====== THE INPUT ======

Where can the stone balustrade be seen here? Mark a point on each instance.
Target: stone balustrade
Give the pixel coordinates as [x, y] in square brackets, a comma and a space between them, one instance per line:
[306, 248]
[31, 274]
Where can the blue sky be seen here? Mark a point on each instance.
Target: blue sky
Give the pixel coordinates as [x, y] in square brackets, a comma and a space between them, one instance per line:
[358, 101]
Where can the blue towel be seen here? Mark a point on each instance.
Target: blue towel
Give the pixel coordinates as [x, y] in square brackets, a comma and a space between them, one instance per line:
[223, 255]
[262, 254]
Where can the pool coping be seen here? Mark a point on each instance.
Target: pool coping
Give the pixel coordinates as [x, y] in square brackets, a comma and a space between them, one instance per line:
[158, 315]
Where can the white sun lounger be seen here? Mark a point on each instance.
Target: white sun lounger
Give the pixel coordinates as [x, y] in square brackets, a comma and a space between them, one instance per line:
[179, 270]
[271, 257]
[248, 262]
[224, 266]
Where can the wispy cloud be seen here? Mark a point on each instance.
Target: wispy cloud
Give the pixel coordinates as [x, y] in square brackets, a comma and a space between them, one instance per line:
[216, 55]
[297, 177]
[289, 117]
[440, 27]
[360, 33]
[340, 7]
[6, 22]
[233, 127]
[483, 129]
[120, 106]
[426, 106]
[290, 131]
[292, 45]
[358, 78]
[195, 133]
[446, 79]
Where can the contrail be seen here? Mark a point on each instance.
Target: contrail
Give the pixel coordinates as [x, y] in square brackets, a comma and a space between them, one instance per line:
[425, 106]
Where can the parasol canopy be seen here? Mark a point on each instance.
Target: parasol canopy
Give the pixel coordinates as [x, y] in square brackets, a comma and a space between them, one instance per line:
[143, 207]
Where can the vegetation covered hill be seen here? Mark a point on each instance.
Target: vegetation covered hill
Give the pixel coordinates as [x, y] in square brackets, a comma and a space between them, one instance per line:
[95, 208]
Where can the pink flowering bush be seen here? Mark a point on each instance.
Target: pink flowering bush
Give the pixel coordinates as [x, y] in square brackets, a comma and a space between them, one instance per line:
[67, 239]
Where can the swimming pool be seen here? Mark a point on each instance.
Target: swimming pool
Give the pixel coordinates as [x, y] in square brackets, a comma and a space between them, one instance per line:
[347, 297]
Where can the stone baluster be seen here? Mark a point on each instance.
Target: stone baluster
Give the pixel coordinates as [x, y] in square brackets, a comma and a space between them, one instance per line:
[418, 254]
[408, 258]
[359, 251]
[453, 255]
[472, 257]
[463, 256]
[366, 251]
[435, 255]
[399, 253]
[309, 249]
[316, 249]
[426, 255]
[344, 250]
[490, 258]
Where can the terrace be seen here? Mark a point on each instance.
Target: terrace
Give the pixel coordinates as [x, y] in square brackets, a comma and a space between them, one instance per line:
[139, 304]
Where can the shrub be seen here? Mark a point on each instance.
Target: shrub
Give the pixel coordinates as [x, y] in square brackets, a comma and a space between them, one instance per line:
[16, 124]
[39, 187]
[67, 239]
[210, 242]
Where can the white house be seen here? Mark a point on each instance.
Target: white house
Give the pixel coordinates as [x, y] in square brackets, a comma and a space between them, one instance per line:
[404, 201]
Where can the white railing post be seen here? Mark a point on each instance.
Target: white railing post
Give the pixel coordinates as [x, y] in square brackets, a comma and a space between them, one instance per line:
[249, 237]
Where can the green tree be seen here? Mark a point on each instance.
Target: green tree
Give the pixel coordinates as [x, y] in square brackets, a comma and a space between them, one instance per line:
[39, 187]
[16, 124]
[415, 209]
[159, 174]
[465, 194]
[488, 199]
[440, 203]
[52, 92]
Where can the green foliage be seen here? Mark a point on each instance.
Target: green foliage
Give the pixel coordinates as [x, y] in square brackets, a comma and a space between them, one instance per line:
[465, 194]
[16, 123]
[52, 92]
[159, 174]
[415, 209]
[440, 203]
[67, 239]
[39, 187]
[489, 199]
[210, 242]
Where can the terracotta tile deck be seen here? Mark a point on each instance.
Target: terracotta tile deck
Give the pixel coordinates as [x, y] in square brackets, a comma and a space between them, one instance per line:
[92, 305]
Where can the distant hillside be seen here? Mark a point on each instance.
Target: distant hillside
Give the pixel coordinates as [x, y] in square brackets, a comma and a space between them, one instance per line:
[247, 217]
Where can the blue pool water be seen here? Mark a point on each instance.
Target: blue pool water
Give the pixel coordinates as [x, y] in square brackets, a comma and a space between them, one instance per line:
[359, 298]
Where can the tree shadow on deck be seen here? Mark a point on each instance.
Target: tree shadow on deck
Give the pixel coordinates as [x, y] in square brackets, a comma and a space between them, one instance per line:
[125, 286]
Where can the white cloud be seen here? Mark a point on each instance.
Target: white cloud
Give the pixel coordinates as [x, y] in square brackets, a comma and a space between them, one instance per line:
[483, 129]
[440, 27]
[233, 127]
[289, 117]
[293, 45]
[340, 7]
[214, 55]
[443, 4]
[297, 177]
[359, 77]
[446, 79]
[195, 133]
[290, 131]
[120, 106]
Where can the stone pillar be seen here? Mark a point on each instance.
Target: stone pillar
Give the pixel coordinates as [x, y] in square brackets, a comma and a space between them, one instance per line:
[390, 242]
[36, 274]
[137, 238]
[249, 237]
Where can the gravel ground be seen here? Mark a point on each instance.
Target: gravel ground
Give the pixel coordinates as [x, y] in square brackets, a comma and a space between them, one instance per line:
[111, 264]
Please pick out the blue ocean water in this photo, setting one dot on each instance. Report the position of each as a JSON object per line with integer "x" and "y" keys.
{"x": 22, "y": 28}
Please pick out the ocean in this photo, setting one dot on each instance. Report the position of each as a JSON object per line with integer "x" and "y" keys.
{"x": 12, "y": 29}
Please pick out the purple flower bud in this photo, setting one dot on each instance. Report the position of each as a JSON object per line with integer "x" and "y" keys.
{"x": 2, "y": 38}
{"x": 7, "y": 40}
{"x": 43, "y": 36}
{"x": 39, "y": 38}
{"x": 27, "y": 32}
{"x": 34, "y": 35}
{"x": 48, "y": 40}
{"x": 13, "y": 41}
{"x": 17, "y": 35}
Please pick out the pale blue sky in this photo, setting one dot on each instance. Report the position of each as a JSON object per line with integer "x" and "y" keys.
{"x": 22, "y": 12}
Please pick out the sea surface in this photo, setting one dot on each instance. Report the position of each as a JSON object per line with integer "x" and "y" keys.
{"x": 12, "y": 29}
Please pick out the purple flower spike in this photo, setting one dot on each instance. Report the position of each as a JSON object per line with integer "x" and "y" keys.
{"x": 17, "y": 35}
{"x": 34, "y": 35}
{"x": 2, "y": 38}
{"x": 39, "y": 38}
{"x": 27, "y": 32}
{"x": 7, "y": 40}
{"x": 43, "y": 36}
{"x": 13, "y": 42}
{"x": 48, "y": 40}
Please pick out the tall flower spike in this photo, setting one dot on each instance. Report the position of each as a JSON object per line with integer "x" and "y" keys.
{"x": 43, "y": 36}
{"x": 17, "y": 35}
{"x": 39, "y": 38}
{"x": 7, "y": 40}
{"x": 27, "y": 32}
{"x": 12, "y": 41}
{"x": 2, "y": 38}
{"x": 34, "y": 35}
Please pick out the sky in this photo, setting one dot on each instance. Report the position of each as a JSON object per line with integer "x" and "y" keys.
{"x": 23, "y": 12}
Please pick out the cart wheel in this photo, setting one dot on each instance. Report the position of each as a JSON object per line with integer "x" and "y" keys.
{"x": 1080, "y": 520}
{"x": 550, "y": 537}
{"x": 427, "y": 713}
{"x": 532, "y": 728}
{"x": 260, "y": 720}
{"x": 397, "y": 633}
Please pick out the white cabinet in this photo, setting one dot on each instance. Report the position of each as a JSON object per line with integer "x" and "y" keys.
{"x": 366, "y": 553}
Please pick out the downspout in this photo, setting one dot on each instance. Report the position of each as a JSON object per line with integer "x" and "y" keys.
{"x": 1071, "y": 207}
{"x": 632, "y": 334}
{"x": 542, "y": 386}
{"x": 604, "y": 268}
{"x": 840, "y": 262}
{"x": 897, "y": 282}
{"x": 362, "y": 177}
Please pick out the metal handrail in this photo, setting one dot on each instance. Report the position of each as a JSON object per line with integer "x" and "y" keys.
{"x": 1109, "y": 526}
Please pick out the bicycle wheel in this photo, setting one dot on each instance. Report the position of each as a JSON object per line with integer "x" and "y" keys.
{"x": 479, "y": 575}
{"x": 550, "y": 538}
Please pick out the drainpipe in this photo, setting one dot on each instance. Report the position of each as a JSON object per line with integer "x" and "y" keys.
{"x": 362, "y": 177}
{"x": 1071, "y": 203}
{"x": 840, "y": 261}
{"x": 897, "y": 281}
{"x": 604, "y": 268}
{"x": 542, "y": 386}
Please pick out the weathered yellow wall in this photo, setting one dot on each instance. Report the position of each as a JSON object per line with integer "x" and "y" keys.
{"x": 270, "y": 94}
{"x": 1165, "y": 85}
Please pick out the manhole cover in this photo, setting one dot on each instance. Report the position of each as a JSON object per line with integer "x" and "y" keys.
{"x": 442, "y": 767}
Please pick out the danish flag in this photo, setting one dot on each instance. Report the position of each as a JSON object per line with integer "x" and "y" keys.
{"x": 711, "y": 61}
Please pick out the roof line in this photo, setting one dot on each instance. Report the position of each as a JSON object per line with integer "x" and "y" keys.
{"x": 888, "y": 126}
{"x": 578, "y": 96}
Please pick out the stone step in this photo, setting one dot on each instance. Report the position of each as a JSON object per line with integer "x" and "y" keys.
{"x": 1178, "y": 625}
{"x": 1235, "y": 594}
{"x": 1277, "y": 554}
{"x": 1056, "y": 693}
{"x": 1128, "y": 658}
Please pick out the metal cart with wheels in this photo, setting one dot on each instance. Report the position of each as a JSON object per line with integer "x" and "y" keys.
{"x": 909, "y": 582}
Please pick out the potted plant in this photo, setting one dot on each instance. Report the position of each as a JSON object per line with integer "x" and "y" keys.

======

#### THE TASK:
Starting at the line that contains "Please pick out the stone", output each remaining line of the listing, the last line included, exactly as it appears.

#### THE OUTPUT:
Please pick out the stone step in this photo, setting one dot on each instance. Report the position of each as a JSON object per line with integer "x" and "y" keys.
{"x": 1178, "y": 625}
{"x": 1235, "y": 594}
{"x": 1277, "y": 554}
{"x": 1056, "y": 693}
{"x": 1128, "y": 658}
Please pick out the metal cart with wheels in this photo, setting one dot on each instance. Report the position of each as a JSON object per line with integer "x" and "y" keys.
{"x": 909, "y": 582}
Please pick out the potted plant in this photo, setting one dot on each instance. Report the position of each as a JSON object per line with integer "x" and "y" keys.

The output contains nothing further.